*Tasks for this exercise*.
a) Summarize the news rundown in two sentences.
b) Resume the news rundown after its final sentence.

--- Excerpted text Enclosed Below ---

People optimistic with travel plans; Pacific Islander translators; City trying to keep public transit safe; The Long View with Neal Milner: the continuing rural and urban political divide; Water buffalo return to Kauai to work rice fields
Survey gauges travelers' confidence
Hawaii's tourism has been slow to rebound following the rollout of the Japan travel bubble and the pretest Safe Travels program to avoid the 14-day quarantine. Many hotels have just announced plans to welcome guests back - some not until next month. We talked to Chris Kam of the Omnitrak Group, which regularly surveys travelers to Hawaii. So, just how confident are people to get on a plane amid the spiking COVID-19 numbers across the country?
Pacific Islander translators
Pacific Islanders in Hawaii continue to see the disproportionate impact of COVID-19 - making up nearly 30 percent of the state's coronavirus cases but only 4 percent of its population. For the thousands of Pacific Islanders who don't speak English, access to health care under the pandemic has been largely dependent on access to a language interpeter.
City trying to keep public transit safe
The City and County of Honolulu is trying to keep public transit safe as more bus drivers test positive for COVID-19. Most of the drivers' positive tests were attributed to factors outside of work. Three drivers, however, have filed workers' compensation claims. Civil Beat Reporter Marcel Honore gives us an update on TheBus and Handi-Van drivers, which reported its 21st positive COVID-19 case on Monday. Click here to read his story at CivilBeat.org.

--- End of Enclosed Excerpted text ---
--- Extracted information Enclosed Below ---

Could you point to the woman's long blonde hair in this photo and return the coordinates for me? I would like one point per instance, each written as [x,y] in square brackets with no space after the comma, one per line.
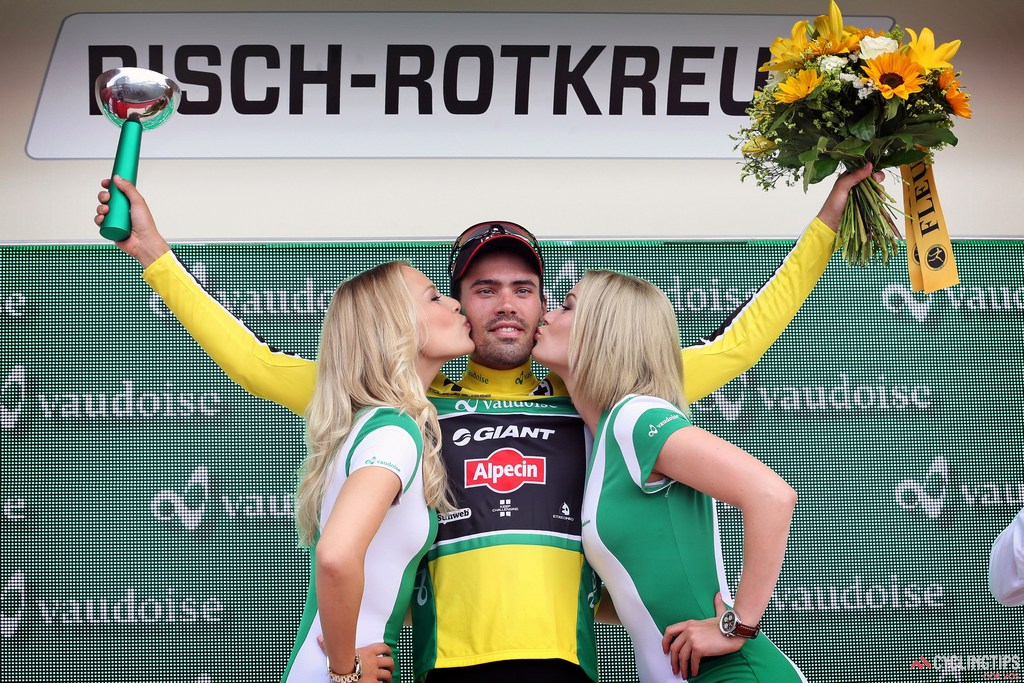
[368,357]
[625,340]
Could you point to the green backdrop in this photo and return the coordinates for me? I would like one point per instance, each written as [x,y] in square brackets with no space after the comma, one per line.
[146,500]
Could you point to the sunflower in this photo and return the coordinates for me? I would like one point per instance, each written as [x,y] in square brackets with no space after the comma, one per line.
[956,98]
[788,52]
[895,74]
[799,86]
[922,49]
[833,37]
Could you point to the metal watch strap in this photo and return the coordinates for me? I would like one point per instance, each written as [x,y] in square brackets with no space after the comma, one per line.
[730,626]
[743,631]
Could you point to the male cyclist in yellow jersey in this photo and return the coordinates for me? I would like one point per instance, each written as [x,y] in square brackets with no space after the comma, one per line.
[504,594]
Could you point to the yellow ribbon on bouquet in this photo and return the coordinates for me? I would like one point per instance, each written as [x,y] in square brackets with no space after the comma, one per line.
[929,251]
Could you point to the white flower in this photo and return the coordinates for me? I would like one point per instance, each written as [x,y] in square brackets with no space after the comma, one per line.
[776,76]
[864,88]
[872,47]
[832,63]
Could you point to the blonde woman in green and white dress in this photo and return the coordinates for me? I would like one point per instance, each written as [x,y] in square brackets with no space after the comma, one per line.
[373,480]
[649,527]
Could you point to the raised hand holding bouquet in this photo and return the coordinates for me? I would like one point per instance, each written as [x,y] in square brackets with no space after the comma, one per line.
[839,94]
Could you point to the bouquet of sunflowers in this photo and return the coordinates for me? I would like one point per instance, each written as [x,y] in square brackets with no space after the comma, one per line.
[839,94]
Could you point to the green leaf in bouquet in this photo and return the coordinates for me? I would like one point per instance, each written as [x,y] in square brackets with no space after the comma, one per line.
[926,118]
[784,115]
[901,158]
[818,169]
[863,127]
[790,161]
[851,147]
[893,108]
[936,136]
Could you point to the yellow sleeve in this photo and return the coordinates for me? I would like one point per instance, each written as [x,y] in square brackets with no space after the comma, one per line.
[744,338]
[285,379]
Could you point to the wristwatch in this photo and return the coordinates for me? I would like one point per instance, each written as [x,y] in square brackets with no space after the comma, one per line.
[346,678]
[731,626]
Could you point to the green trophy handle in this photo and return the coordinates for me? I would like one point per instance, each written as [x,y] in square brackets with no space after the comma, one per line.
[117,222]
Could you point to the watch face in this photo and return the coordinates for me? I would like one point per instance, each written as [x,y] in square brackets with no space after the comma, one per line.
[728,622]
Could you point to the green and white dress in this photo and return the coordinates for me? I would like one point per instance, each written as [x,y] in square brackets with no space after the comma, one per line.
[655,545]
[380,437]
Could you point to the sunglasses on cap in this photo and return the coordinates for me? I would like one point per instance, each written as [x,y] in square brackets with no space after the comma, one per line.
[473,239]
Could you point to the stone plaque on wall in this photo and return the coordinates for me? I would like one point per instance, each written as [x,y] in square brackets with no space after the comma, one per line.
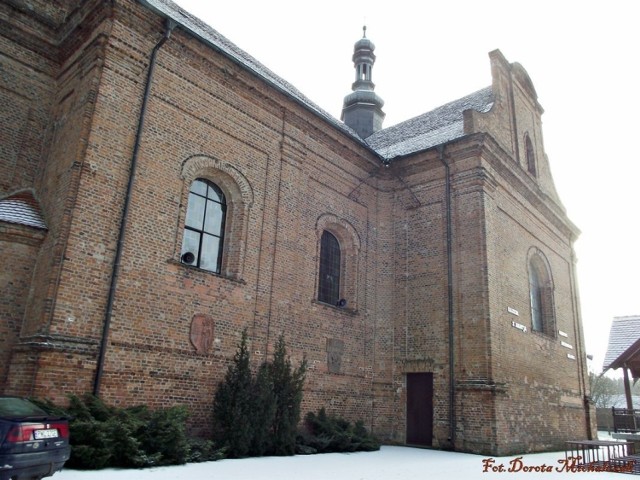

--- End of Enclosed Extracted information ---

*Results in order*.
a) The news rundown covers how confident people are to travel to Hawaii amid rising COVID-19 numbers, as the state's tourism has been slow to rebound and many hotels are only now planning to reopen. It also reports that Pacific Islanders make up nearly 30 percent of Hawaii's coronavirus cases, with many depending on interpreters for health care, and that Honolulu is trying to keep public transit safe as more bus drivers test positive.

b)
The Long View with Neal Milner: the continuing rural and urban political divide
There is still a lot to learn about voters in the 2020 election, but a couple of important things show up if you look at the presidential vote, county by county. And that has big implications. Click here to read an article from Brookings Institution, "Biden-voting counties equal 70% of America's economy. What does this mean for the nation's political-economic divide?" Click here to read an article from Governing.com, "America's Ever-Widening Urban-Rural Political Divide."
Water buffalo return to Kauai to work rice fields
Kauai farmer Don Heacock planted rice to feed the native birds about five years ago. He says that caught the eye of the National Park Service officials with the Hanalei Heritage Wildlife Refuge. Heacock still has rice growing on his farm to keep the birds from his taro. He also scaled a hurdle last year, bringing in water buffalo, which was considered the workhorse during the reign of rice. We visited Heacock to check on his herd of eight water buffalo just before the shutdown this year and his journey towards an integrated farm.